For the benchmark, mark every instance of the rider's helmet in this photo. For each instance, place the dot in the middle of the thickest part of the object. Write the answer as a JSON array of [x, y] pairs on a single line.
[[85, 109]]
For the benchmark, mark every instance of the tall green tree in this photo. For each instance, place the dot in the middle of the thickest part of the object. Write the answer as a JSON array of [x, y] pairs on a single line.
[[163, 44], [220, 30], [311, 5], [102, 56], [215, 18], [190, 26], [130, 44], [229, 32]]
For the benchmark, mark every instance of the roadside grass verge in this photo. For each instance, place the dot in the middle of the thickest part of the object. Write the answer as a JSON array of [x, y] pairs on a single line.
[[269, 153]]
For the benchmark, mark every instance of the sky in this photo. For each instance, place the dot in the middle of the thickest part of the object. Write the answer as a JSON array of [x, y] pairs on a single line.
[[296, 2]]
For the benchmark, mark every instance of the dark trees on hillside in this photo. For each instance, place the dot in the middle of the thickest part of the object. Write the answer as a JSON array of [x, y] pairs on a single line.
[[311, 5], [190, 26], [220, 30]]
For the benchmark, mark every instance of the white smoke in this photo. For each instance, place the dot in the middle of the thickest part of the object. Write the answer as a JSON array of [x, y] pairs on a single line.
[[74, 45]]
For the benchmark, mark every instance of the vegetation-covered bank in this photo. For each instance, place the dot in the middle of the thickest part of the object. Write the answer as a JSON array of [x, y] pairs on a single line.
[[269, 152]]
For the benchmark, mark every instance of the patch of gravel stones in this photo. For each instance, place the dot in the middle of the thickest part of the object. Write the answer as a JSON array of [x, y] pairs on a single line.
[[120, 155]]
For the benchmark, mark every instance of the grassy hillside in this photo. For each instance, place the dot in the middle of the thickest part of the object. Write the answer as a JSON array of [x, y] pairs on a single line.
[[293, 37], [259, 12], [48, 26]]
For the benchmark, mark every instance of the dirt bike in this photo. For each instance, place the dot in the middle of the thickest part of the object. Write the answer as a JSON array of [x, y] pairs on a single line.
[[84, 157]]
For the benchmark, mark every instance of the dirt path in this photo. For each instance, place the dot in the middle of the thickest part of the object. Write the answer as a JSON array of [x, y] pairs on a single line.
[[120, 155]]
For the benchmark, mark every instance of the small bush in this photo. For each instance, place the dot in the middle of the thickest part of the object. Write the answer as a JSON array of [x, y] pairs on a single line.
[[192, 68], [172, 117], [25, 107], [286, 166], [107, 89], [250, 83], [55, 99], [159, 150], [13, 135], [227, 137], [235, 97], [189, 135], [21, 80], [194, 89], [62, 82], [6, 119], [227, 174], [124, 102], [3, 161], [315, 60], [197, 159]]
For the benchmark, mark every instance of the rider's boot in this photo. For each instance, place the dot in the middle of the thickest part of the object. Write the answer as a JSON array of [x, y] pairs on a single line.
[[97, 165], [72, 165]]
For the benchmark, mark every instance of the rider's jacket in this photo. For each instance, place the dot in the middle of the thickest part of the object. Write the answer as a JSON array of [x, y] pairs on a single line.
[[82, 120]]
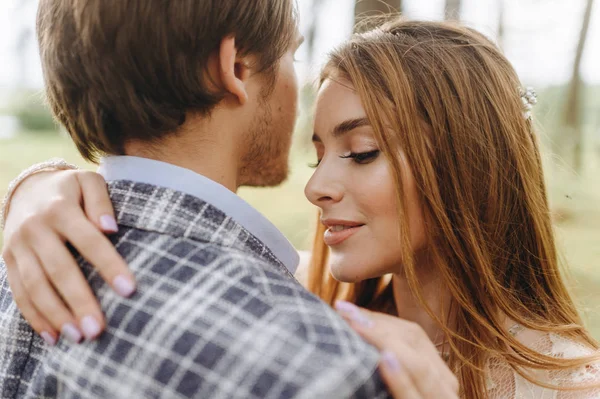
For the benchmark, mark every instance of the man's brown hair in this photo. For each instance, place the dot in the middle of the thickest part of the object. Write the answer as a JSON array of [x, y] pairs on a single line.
[[117, 70]]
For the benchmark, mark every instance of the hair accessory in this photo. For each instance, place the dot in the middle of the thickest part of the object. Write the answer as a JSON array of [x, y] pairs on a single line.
[[529, 99]]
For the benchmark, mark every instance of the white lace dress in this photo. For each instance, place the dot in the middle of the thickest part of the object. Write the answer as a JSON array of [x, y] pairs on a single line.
[[504, 383]]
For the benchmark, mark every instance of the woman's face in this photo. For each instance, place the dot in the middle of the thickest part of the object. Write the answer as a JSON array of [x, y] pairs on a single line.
[[354, 187]]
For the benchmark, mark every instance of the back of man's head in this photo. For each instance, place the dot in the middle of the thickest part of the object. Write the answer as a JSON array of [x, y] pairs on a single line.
[[119, 70]]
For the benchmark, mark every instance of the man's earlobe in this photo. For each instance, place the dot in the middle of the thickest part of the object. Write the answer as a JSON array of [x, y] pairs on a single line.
[[234, 71]]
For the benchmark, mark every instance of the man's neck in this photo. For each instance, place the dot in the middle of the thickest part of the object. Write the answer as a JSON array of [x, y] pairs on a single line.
[[213, 156]]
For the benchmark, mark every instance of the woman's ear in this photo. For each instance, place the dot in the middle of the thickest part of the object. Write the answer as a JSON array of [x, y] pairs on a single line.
[[234, 70]]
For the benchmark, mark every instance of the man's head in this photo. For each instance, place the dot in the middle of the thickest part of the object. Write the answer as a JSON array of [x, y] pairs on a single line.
[[122, 71]]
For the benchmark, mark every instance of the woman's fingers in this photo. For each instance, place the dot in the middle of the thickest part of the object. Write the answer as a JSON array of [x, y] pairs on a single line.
[[98, 250], [32, 279], [67, 278], [410, 359], [96, 201]]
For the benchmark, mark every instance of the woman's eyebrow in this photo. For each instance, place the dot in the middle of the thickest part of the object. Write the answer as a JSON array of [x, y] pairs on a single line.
[[344, 127], [349, 125]]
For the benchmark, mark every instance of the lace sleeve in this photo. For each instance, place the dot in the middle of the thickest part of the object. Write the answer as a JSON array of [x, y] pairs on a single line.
[[52, 164], [582, 376], [505, 383]]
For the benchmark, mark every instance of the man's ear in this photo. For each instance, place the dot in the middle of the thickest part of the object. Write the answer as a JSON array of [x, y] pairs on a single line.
[[233, 69]]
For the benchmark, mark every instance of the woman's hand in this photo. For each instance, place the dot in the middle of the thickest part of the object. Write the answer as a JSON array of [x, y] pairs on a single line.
[[47, 210], [410, 364]]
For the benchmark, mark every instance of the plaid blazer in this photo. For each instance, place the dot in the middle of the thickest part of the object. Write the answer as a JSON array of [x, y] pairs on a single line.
[[216, 315]]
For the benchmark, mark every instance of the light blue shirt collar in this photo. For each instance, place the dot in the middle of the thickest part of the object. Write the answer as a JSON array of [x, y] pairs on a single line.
[[157, 173]]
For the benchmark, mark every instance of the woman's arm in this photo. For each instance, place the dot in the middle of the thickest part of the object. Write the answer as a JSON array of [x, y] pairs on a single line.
[[47, 210]]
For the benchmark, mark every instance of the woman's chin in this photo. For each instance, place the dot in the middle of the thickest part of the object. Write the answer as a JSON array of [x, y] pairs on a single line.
[[347, 274]]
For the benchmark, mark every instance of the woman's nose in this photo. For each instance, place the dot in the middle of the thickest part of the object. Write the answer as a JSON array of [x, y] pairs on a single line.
[[323, 188]]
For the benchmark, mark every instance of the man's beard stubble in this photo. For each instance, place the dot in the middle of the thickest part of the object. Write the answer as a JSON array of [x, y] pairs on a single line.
[[265, 163]]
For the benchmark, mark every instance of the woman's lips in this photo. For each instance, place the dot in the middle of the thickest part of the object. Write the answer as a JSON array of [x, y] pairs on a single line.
[[333, 238]]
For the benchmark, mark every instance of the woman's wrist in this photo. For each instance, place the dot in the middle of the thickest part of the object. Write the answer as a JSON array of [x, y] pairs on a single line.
[[54, 164]]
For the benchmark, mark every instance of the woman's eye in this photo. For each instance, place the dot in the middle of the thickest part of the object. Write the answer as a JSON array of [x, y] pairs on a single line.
[[314, 165], [362, 158]]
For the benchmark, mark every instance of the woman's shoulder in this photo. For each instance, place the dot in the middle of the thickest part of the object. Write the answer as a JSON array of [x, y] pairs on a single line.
[[505, 382]]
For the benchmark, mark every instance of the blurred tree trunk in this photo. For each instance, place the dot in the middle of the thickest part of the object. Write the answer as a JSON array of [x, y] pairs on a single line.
[[573, 114], [452, 10], [311, 35], [370, 8], [501, 24]]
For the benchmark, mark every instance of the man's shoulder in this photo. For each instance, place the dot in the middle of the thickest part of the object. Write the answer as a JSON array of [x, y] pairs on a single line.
[[233, 324]]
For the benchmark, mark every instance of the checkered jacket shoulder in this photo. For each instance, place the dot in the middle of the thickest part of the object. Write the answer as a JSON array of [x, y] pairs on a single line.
[[216, 315]]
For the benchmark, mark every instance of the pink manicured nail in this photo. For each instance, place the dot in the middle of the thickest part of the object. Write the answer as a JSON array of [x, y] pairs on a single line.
[[70, 332], [124, 286], [50, 340], [90, 327], [109, 224], [390, 360], [353, 312]]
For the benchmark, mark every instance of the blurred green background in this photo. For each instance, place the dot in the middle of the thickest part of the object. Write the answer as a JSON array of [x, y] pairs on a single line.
[[568, 114]]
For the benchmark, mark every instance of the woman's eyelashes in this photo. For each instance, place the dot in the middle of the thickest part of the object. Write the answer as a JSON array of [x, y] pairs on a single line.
[[361, 158]]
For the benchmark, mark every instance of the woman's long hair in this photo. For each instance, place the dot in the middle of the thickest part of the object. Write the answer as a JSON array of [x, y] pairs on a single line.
[[447, 97]]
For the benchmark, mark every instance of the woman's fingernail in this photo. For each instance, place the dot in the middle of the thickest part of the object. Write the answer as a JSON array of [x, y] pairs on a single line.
[[353, 312], [50, 340], [347, 307], [109, 224], [91, 328], [124, 286], [390, 360], [70, 332]]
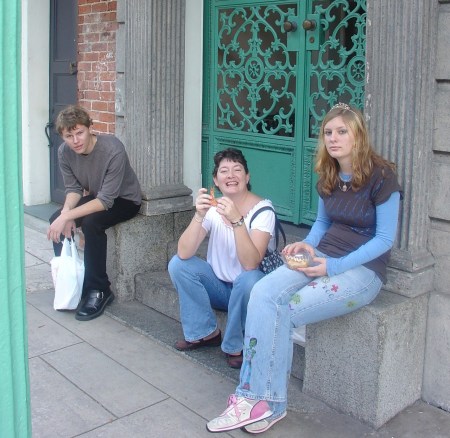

++++++++++

- **Goal**
Turn the records from the first line through the line containing "44], [229, 32]]" into a Markdown table with the columns No. and Text. Give each line its own numbered row, and skip any blank lines.

- **Exercise result**
| No. | Text |
|---|---|
| 1 | For the benchmark, mark every instance of the rider's helmet in this photo. For each instance, place the dot in the middle of the thickest part of the object. Write the answer as a JSON array of [x, y] pairs on a single line. |
| 2 | [[85, 109]] |
| 3 | For the benchmark, mark every instance of the tall green tree in this photo. For each instance, place the dot in the middle of the thickest part of the object. Write the answer as a JSON array of [x, y] pairs on a single line. |
| 4 | [[163, 44], [220, 30], [311, 5], [102, 56], [215, 18], [190, 26], [130, 44], [229, 32]] |